_Data supplied:_
##############################

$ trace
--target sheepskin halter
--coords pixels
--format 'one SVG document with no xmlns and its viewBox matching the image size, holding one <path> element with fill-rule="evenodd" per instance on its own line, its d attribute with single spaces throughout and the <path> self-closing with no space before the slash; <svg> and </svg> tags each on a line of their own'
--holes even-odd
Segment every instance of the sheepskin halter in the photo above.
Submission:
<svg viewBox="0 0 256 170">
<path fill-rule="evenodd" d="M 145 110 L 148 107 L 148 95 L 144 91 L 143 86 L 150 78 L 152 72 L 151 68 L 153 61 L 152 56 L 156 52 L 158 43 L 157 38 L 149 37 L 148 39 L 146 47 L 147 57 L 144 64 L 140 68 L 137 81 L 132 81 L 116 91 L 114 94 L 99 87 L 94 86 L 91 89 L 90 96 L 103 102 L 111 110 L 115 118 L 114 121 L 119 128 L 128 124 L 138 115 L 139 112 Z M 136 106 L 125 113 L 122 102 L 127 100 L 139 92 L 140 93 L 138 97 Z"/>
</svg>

##############################

_Given task:_ Copy every line of the records above, character for character.

_Written solution:_
$ trace
--target sheepskin halter
--coords pixels
--format 'one SVG document with no xmlns and its viewBox matching the image size, holding one <path> element with fill-rule="evenodd" per instance on its own line, its d attribute with single spaces throughout and the <path> self-closing with no space before the slash; <svg> and </svg> tags each on a line of their own'
--holes even-odd
Segment every instance of the sheepskin halter in the photo above.
Submission:
<svg viewBox="0 0 256 170">
<path fill-rule="evenodd" d="M 145 110 L 148 107 L 148 95 L 144 91 L 143 86 L 150 78 L 152 72 L 151 68 L 153 61 L 152 56 L 156 52 L 158 43 L 157 38 L 149 37 L 148 39 L 146 47 L 147 57 L 144 64 L 140 68 L 137 81 L 132 81 L 116 91 L 114 94 L 99 87 L 94 86 L 91 89 L 90 96 L 103 102 L 111 110 L 115 118 L 114 121 L 119 128 L 128 124 L 138 115 L 139 112 Z M 136 106 L 125 113 L 122 102 L 127 100 L 139 92 L 140 93 L 138 97 Z"/>
</svg>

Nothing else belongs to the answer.